[START Data for this exercise]

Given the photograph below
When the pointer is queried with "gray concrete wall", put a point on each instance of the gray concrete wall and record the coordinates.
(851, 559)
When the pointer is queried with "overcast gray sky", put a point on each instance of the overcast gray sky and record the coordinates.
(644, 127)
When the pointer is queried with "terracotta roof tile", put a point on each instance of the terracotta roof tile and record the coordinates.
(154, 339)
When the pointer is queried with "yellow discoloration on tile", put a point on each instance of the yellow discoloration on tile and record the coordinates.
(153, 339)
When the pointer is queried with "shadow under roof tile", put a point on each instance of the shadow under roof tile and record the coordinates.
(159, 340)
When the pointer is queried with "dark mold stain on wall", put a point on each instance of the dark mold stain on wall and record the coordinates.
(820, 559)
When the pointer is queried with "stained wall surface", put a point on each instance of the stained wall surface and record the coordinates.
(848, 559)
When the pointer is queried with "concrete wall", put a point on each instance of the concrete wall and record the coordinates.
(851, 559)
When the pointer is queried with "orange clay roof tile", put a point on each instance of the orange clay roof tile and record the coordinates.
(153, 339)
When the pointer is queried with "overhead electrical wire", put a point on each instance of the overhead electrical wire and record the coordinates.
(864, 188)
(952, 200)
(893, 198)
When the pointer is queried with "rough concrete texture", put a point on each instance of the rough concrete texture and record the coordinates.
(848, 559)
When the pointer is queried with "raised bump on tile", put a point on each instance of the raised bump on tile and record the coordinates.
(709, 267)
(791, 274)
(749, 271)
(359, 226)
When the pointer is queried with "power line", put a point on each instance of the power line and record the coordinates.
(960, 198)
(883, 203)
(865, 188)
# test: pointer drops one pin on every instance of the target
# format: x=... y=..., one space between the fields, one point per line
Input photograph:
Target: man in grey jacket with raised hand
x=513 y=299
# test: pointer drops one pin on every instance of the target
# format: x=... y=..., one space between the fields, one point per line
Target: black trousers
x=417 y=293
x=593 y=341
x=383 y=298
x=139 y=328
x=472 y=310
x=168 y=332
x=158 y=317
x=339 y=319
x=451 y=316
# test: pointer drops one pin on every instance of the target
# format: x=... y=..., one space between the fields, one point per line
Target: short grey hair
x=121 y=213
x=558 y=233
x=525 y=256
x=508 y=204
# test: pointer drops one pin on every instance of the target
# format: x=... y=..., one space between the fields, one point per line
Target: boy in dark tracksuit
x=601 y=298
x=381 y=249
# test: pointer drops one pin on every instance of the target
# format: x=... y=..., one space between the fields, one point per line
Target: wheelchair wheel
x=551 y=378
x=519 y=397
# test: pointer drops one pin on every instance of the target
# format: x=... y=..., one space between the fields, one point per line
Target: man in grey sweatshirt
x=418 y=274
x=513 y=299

[END Data for this exercise]

● **Given request**
Only the lines from the one that contains "line and record the coordinates." through the last line should be repeated, each exactly as it stands, with both ends included.

● **Response to the task**
When the pointer is queried with "power line", put a point on each instance of the power line and record the coordinates.
(960, 198)
(883, 203)
(865, 188)
# test: pointer drops one pin on every instance of the target
# format: x=... y=..., one space between the fields, one point per line
Input photograph:
Target: man in grey jacket with raised hand
x=513 y=299
# test: pointer drops one pin on every instance of the target
# format: x=... y=..., one space between the fields, one point per line
Target: black trousers
x=417 y=293
x=593 y=341
x=383 y=298
x=139 y=328
x=472 y=310
x=168 y=332
x=158 y=317
x=339 y=319
x=451 y=316
# test: pointer drops one pin on every instance of the target
# format: x=... y=..., one space between the fields, one point per line
Target: short grey hair
x=121 y=213
x=558 y=233
x=525 y=256
x=508 y=204
# test: pointer drops one pin on every instance of the target
# format: x=... y=..., one space between the fields, one point per line
Target: boy in dark tracksuit
x=601 y=298
x=381 y=249
# test: pointer drops one pin on every instance of the target
# format: x=... y=..., one space between the fields, one point per line
Target: wheelchair wheel
x=551 y=378
x=519 y=397
# test: pointer drops one pin on every instance of the target
# format: x=... y=..., one space between the fields, one point per line
Target: man in grey sweatshirt
x=418 y=274
x=513 y=299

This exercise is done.